Items from a data source:
·····
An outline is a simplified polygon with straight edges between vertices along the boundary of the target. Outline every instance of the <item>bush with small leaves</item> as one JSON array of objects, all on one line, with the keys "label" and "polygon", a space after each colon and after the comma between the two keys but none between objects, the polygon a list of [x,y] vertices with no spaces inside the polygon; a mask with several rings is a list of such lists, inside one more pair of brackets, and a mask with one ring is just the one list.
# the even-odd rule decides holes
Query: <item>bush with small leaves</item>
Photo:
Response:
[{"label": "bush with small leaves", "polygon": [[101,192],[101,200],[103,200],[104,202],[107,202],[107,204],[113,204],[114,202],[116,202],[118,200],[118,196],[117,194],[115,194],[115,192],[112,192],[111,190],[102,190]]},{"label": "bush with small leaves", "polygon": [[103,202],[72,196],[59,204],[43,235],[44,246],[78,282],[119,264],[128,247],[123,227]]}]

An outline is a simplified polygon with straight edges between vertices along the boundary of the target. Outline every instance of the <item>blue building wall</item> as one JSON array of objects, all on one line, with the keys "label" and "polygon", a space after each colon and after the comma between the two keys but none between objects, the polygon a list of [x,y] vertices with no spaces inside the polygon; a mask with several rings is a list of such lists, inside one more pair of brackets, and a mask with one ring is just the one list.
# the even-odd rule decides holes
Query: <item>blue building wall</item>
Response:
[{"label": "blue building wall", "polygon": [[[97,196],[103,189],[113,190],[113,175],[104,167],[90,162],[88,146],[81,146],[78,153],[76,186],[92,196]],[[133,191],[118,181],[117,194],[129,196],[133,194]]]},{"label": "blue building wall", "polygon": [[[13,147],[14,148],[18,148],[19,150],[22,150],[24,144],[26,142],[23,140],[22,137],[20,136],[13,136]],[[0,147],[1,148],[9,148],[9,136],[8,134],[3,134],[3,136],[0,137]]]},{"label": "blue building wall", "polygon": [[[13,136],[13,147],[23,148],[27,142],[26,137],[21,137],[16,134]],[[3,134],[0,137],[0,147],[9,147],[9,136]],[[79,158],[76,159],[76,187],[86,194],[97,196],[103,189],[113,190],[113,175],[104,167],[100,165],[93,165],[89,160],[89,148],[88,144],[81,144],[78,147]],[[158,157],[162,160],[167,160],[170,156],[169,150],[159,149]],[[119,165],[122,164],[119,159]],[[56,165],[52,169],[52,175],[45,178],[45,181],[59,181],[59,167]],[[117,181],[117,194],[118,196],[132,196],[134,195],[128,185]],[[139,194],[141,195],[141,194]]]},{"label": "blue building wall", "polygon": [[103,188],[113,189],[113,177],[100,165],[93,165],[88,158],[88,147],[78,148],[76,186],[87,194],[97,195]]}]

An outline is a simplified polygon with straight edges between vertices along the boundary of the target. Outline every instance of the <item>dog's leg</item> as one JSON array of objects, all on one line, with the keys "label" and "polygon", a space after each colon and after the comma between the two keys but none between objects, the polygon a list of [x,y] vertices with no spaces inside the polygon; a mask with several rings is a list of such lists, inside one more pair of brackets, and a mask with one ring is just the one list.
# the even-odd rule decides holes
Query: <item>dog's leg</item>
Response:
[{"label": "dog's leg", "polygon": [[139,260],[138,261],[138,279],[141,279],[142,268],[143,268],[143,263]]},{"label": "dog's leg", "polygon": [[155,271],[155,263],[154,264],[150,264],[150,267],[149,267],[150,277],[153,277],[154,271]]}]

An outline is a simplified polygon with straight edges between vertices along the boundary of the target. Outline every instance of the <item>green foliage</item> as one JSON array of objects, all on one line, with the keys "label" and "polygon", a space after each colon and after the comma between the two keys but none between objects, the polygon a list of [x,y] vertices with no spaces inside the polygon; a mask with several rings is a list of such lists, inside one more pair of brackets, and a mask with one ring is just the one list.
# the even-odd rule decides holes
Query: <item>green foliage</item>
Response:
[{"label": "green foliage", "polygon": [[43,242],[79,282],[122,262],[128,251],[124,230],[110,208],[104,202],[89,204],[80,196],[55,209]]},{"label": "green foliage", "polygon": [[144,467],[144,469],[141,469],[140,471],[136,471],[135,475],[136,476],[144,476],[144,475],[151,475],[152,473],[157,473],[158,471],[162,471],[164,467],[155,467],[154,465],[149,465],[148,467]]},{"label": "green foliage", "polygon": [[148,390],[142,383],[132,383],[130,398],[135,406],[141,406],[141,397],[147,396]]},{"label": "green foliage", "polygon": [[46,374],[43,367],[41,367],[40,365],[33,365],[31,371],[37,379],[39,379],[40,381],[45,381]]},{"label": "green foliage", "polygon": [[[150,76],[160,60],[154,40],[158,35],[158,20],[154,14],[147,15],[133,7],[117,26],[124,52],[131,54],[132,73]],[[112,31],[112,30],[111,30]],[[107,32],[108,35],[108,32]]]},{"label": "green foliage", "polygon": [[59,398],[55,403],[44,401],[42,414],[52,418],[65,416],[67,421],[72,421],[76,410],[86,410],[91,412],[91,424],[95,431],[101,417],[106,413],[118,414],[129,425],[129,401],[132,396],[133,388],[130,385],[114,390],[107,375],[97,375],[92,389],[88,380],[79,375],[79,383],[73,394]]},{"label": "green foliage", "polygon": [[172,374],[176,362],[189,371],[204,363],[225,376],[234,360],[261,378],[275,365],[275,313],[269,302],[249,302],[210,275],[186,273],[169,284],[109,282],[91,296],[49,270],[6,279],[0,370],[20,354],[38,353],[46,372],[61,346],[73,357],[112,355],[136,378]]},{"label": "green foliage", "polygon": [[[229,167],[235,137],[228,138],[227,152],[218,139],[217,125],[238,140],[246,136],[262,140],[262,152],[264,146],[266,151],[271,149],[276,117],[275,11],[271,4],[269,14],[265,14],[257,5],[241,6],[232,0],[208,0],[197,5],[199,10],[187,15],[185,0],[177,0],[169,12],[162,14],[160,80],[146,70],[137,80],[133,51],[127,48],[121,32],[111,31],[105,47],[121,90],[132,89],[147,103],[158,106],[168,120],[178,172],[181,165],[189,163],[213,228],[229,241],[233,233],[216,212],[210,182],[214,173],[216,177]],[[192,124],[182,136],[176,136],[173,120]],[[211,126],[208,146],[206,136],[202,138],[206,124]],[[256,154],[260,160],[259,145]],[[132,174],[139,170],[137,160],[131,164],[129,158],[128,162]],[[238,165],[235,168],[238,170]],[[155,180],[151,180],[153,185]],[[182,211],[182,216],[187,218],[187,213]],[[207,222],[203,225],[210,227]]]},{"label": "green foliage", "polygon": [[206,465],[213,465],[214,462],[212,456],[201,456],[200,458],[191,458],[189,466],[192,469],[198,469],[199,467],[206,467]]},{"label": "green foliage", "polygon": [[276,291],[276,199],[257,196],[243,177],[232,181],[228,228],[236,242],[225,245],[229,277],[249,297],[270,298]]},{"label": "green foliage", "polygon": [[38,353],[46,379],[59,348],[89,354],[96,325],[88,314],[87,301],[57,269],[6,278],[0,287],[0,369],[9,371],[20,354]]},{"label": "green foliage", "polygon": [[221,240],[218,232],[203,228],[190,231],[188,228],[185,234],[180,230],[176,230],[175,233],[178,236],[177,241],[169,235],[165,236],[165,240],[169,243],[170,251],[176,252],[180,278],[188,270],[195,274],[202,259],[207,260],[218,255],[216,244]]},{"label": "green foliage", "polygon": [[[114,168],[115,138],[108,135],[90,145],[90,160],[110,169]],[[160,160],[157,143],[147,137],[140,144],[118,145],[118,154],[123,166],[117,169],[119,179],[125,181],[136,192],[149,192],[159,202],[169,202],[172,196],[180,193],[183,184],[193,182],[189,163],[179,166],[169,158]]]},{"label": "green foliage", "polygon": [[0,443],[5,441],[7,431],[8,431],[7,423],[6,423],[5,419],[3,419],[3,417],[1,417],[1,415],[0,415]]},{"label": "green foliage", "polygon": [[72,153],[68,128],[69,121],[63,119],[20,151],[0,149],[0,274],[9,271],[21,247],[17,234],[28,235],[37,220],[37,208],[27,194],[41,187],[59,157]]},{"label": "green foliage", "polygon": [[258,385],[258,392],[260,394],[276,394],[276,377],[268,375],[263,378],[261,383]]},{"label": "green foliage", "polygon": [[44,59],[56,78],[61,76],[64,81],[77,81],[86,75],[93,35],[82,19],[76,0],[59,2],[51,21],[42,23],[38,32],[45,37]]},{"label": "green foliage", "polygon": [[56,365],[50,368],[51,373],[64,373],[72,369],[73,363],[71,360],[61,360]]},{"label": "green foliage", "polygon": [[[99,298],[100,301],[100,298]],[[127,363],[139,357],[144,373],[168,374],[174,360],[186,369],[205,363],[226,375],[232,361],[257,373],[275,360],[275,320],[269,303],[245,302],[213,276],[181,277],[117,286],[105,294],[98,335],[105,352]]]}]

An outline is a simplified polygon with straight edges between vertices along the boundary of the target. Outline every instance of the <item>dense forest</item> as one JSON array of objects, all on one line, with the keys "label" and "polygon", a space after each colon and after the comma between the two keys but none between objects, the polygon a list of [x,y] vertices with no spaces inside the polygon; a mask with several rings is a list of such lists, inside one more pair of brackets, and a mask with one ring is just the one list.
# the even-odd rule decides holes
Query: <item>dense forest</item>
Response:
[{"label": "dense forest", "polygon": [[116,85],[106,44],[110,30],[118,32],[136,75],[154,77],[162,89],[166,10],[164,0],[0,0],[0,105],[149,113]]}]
·····
# Exercise prompt
Only those lines of the entries above that run from the line containing "of the <item>blue" to the line containing "Query: <item>blue building wall</item>", both included, should be transcribed exactly.

# Result of the exercise
An outline is a simplified polygon with straight edges between vertices along the boundary of the target. Outline every instance of the <item>blue building wall</item> as one JSON array of objects, all on one line, with the keys "label" and "polygon", a space after each colon and after the comma between the two keys but none between objects, the polygon a list of [x,y] vertices with no spaces inside the polygon; a mask with several rings is a list of such lists, inside one more pair of brackets, and a mask with one ring is just the one list.
# the even-odd rule decides holes
Query: <item>blue building wall</item>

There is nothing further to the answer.